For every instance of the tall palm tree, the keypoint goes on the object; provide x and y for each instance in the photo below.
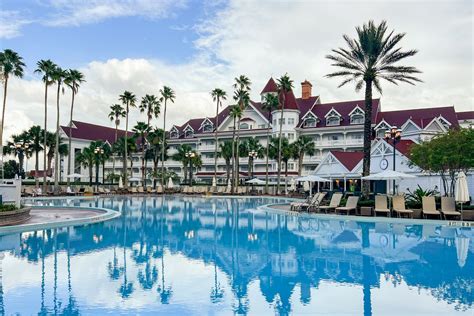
(285, 85)
(116, 113)
(151, 105)
(242, 97)
(180, 156)
(167, 94)
(226, 153)
(141, 129)
(236, 114)
(11, 64)
(217, 96)
(370, 57)
(270, 104)
(128, 99)
(303, 146)
(46, 68)
(58, 76)
(73, 80)
(36, 136)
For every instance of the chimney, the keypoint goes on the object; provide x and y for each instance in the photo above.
(306, 89)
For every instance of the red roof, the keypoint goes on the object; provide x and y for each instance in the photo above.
(421, 117)
(271, 86)
(87, 131)
(349, 159)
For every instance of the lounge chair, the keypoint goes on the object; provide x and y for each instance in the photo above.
(448, 207)
(429, 207)
(351, 205)
(381, 205)
(399, 208)
(335, 201)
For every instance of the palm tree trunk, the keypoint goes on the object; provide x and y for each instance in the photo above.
(45, 136)
(125, 173)
(56, 149)
(69, 145)
(163, 148)
(3, 120)
(367, 137)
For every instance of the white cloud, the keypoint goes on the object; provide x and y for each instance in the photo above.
(78, 12)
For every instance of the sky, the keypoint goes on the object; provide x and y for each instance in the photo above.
(195, 46)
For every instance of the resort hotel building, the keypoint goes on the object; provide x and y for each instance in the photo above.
(336, 129)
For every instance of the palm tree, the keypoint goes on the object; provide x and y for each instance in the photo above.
(141, 129)
(73, 80)
(167, 94)
(11, 64)
(248, 146)
(180, 155)
(36, 135)
(372, 56)
(285, 85)
(58, 76)
(270, 104)
(242, 97)
(116, 112)
(226, 152)
(217, 96)
(236, 114)
(151, 105)
(128, 99)
(46, 68)
(303, 146)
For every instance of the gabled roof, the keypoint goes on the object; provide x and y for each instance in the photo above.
(348, 159)
(87, 131)
(271, 86)
(421, 117)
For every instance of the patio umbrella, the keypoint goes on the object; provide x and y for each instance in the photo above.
(170, 183)
(462, 192)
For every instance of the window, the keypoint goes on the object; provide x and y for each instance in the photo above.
(333, 121)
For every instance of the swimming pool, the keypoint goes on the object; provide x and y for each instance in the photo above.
(218, 256)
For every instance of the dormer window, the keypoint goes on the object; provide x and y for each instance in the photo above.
(357, 116)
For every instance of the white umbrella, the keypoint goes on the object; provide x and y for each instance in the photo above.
(462, 192)
(170, 183)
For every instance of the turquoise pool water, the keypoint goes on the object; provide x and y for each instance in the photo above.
(222, 256)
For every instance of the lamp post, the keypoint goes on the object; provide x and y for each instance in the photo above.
(394, 134)
(190, 155)
(98, 152)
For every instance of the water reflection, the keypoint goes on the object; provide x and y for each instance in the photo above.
(241, 247)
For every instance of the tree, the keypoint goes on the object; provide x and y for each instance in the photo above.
(180, 156)
(270, 104)
(167, 94)
(446, 155)
(11, 64)
(141, 129)
(372, 56)
(226, 153)
(248, 146)
(303, 146)
(217, 95)
(116, 113)
(58, 76)
(151, 105)
(128, 99)
(73, 80)
(46, 68)
(285, 85)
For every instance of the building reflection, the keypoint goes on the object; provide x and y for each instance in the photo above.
(281, 251)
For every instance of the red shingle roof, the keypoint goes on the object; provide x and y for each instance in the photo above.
(92, 132)
(349, 159)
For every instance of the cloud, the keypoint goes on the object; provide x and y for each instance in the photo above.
(11, 23)
(78, 12)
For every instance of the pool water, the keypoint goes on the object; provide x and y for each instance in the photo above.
(223, 256)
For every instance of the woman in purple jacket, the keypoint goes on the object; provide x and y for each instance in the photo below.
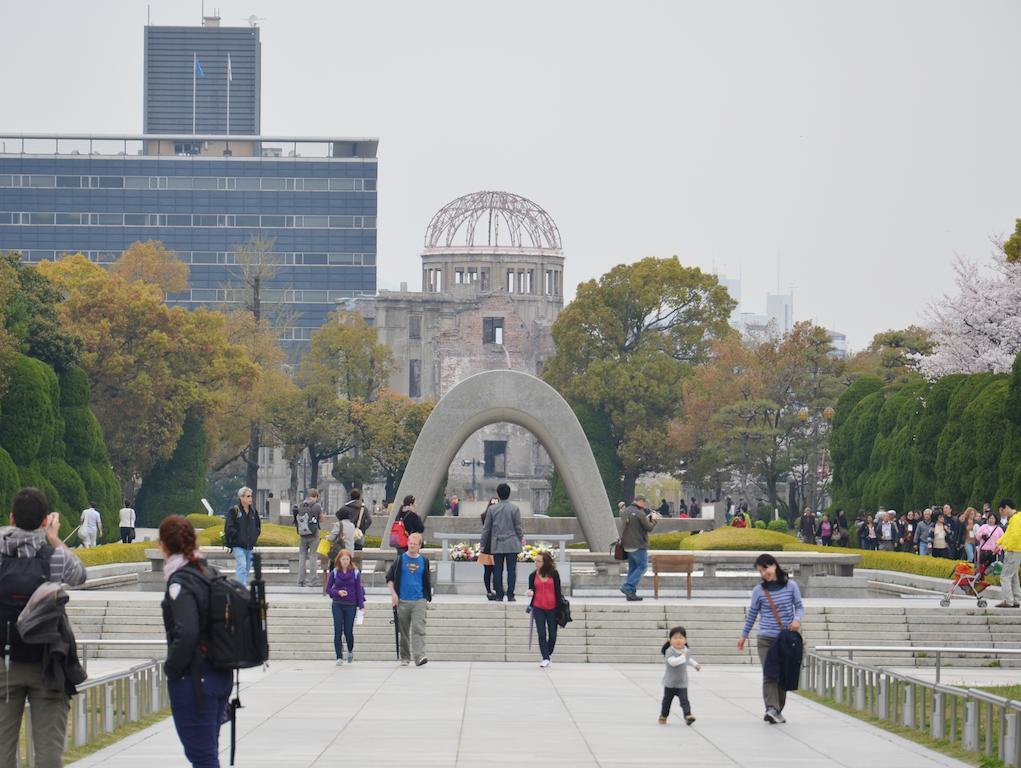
(344, 587)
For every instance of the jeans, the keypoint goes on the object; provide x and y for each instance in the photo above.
(198, 728)
(242, 564)
(411, 624)
(49, 715)
(1009, 577)
(637, 565)
(343, 625)
(307, 555)
(773, 694)
(668, 699)
(545, 628)
(511, 560)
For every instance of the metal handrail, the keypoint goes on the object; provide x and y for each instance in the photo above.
(937, 650)
(974, 720)
(106, 703)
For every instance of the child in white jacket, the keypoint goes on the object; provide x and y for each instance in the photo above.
(675, 679)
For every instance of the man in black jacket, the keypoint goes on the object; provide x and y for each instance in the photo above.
(241, 530)
(33, 554)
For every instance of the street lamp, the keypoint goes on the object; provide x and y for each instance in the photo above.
(824, 417)
(473, 463)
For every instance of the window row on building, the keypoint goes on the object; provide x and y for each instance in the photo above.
(215, 257)
(215, 183)
(518, 281)
(60, 219)
(268, 295)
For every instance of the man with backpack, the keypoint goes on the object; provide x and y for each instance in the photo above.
(32, 555)
(307, 519)
(410, 591)
(359, 515)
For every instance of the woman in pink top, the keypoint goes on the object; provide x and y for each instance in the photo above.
(986, 537)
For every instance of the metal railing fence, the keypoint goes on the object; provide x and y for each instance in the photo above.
(974, 720)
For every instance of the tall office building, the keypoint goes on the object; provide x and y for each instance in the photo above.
(314, 199)
(202, 194)
(190, 88)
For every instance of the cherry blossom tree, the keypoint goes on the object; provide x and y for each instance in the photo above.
(979, 329)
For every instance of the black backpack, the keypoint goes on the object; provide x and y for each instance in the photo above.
(19, 577)
(236, 630)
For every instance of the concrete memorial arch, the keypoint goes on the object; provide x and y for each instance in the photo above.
(518, 398)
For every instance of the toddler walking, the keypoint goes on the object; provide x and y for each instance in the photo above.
(675, 679)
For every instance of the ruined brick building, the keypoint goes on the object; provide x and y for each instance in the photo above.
(492, 284)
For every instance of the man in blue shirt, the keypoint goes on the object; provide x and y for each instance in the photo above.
(410, 590)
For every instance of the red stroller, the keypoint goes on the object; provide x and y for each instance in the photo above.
(970, 581)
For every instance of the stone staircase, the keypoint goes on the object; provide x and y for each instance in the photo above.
(599, 632)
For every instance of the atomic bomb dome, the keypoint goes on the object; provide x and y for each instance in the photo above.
(492, 220)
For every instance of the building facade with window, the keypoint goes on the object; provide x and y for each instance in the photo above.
(202, 196)
(492, 277)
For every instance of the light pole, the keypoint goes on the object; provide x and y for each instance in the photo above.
(820, 418)
(473, 463)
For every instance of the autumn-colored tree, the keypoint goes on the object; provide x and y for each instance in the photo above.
(758, 414)
(148, 364)
(626, 343)
(151, 262)
(345, 367)
(892, 354)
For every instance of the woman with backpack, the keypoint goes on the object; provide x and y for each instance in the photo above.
(406, 523)
(348, 597)
(776, 603)
(191, 679)
(544, 589)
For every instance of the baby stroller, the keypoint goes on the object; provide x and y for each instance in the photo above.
(970, 581)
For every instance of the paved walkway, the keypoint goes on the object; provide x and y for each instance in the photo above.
(458, 714)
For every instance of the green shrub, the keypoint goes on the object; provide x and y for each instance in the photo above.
(9, 482)
(671, 540)
(177, 486)
(26, 411)
(744, 539)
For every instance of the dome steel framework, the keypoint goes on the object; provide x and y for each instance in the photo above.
(495, 220)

GOAL OF THE EXERCISE: Repeat the listing above exactly, with no pictures.

THE OUTPUT:
For every instance of the tall palm tree, the keypoint goes on the object; provide x and y for each instance in the photo below.
(285, 85)
(116, 113)
(151, 105)
(242, 97)
(180, 156)
(167, 94)
(226, 153)
(141, 129)
(236, 114)
(11, 64)
(217, 96)
(370, 57)
(270, 104)
(128, 99)
(303, 146)
(46, 68)
(58, 76)
(73, 80)
(36, 136)
For every instance of the chimney, the keypoint goes on the object; provide x and y for each instance in the photo above.
(306, 89)
For every instance of the red roof, the keypoint goes on the object; provide x and y for each instance in the photo above.
(421, 117)
(271, 86)
(87, 131)
(349, 159)
For every instance of the lounge chair, the keypoint goes on the object; provide x and y for each instance in the photo above.
(448, 207)
(429, 207)
(351, 205)
(381, 205)
(399, 208)
(335, 201)
For every instance of the palm tree trunk, the keypoint goes on the object; provide x and y for each instance in the photo above.
(45, 136)
(125, 173)
(56, 149)
(69, 145)
(163, 148)
(3, 120)
(367, 137)
For every instance of the white cloud, the keypoint goes on the object; provide x and y for each instance in the photo above.
(78, 12)
For every instance of the sky, the keypoint goes on the object; provide x and y for each instance in the photo above.
(195, 46)
For every instance of the resort hotel building, the keypoint goes on the object; provide x and y for each instance in the photo above.
(336, 129)
For every instance of the palm tree, the keypoint goes on the object; provide x and y for each instance in the photo above.
(141, 129)
(73, 80)
(167, 94)
(11, 64)
(248, 146)
(180, 155)
(36, 135)
(372, 56)
(285, 85)
(58, 76)
(270, 104)
(242, 97)
(116, 112)
(226, 152)
(217, 96)
(236, 114)
(151, 105)
(128, 99)
(46, 68)
(303, 146)
For every instance of the gabled roof, the keypoint goes on the object; provide x and y for each instance in the photo above.
(348, 159)
(87, 131)
(271, 86)
(421, 117)
For every instance of the patio umbrella, the keypoint goes on the object; provide x and y for each instance in the photo above.
(170, 183)
(462, 192)
For every instance of the window, the keypoint goes on the object; provide x and y for each instance in the photo above.
(333, 121)
For every instance of the swimming pool, the keypoint goes on the object; provide x and y for each instance in the photo above.
(218, 256)
For every instance of the dormer window, the keypoint goes on the object; provide x and y for each instance in the photo above.
(357, 116)
For every instance of the white umbrella, the keypoint goes on the object; provide x and y for each instance in the photo above.
(462, 192)
(170, 183)
For every instance of the turquoise pool water, the keypoint goes on the object; provide x and y for each instance in the photo above.
(222, 256)
For every instance of the lamp post, the keypoint goes on the object; provide x and y for each instance in the photo above.
(394, 134)
(190, 155)
(98, 152)
For every instance of the water reflection, the keypoint goes on the object; provide x and y for each instance in the photo above.
(241, 247)
For every instance of the tree, the keypoint goes on the object; provide x and y for each instance in the photo above.
(180, 156)
(270, 104)
(167, 94)
(446, 155)
(11, 64)
(141, 129)
(372, 56)
(226, 153)
(248, 146)
(303, 146)
(217, 95)
(116, 113)
(58, 76)
(151, 105)
(128, 99)
(73, 80)
(46, 68)
(285, 85)
For every instance of the building reflection, the keypoint goes on the object; provide x and y for each instance in the photo above.
(281, 251)
For every instance of the red shingle roof, the keypoint goes on the object; provide x and y for each instance in the photo above.
(92, 132)
(349, 159)
For every instance of the cloud, the keypoint goes on the object; provide x and y for each instance in the photo above.
(11, 23)
(78, 12)
For every instance of the pool water, the keypoint goes on the object; provide x and y for each instance in the photo above.
(223, 256)
For every instance of the woman in purple jacket, the keypoint goes on the object; provide x and y for each instance in the photo below.
(344, 587)
For every instance of the jeans, the keypoint goes on the object; provide x and y for each instance in the photo above.
(198, 728)
(242, 564)
(411, 624)
(49, 715)
(1009, 577)
(637, 565)
(343, 625)
(307, 555)
(773, 694)
(668, 699)
(545, 628)
(511, 560)
For every instance of the metal handrail, the keypoint goes on the object; provide x and y for each instance in the photo above.
(937, 650)
(974, 720)
(106, 703)
For every instance of the child in white jacket, the keypoint goes on the object; provide x and y for each instance in the photo above.
(675, 679)
For every instance of the man in black jacket, the keypoint goes on the object; provide x and y for each instance in the photo above.
(241, 530)
(33, 554)
For every instance of the street lamp, the keypoint goes on the object; provide x and y for each instance in the photo above.
(824, 417)
(473, 463)
For every instance of the window row on building, the keypoint goes on the object; provide x and y for each instance in the photo above.
(215, 257)
(215, 183)
(518, 281)
(60, 219)
(268, 295)
For every instance of the man with backpack, the keypoint goes on the object; provide x and y for each instance in the photo above.
(32, 555)
(307, 519)
(410, 591)
(359, 515)
For every instance of the woman in pink top, the keypoint goes on the object; provide x and y for each instance in the photo above.
(986, 537)
For every instance of the metal railing fence, the keypoint goes on the object; provide x and y for each instance in the photo above.
(974, 720)
For every instance of the tall office building, the keypoint goes on the object; provide x and y for each instance in the photo above.
(314, 199)
(202, 194)
(190, 88)
For every instance of the cherry blossom tree, the keypoint goes on the object; provide x and y for each instance in the photo above.
(979, 329)
For every instance of the black backpack, the keypoint goes on the object; provide x and y for each instance in the photo above.
(19, 577)
(236, 630)
For every instance of the concrete memorial arch, the keypoint goes on the object; provide x and y for each instance in the photo above.
(518, 398)
For every instance of the toddler walking, the keypoint goes on the object; provide x and y for each instance in the photo above.
(675, 679)
For every instance of the ruined brick building, the keypoint goes on the object; provide x and y for each instance in the photo above.
(492, 284)
For every instance of the man in blue shirt, the keypoint goes on the object; provide x and y for each instance in the photo above.
(410, 590)
For every instance of the red stroller, the keypoint goes on the object; provide x and y for each instance in the photo above.
(970, 581)
For every instance of the stone staircase, the keypoint goes on the object; provide x and y for each instance in the photo above.
(599, 632)
For every instance of the atomic bomb dome, the keypoint goes on the object; provide x and y for each instance in the photo above.
(492, 220)
For every instance of the building facade with window, the keypoint goes on the object; provide x and y for each instance in the photo above.
(202, 196)
(492, 277)
For every instance of the light pole, the keypoint goes on the object; provide x and y for each instance in the photo above.
(820, 418)
(473, 463)
For every instance of the autumn-colored tree, the keypoint goes on the object; provide x and y for each instance in the photo above.
(758, 414)
(148, 364)
(626, 343)
(151, 262)
(345, 367)
(892, 354)
For every instance of the woman with backpack, the keypoint goes on the object; provide x and y for each instance in the photo above.
(406, 523)
(348, 597)
(776, 603)
(191, 679)
(544, 589)
For every instance of the baby stroller, the keypoint goes on the object; provide x and y for each instance in the photo above.
(970, 581)
For every instance of the paved walkway, the keypoint goes on the object; provide x and y for each instance in the photo above.
(458, 714)
For every instance of the green shrub, the keypoint goes on the object; provide x and y for each instance in the photo above.
(9, 482)
(671, 540)
(177, 486)
(26, 411)
(744, 539)
For every instance of the dome steel framework, the keypoint goes on the object; provide x and y for each instance in the photo above.
(495, 220)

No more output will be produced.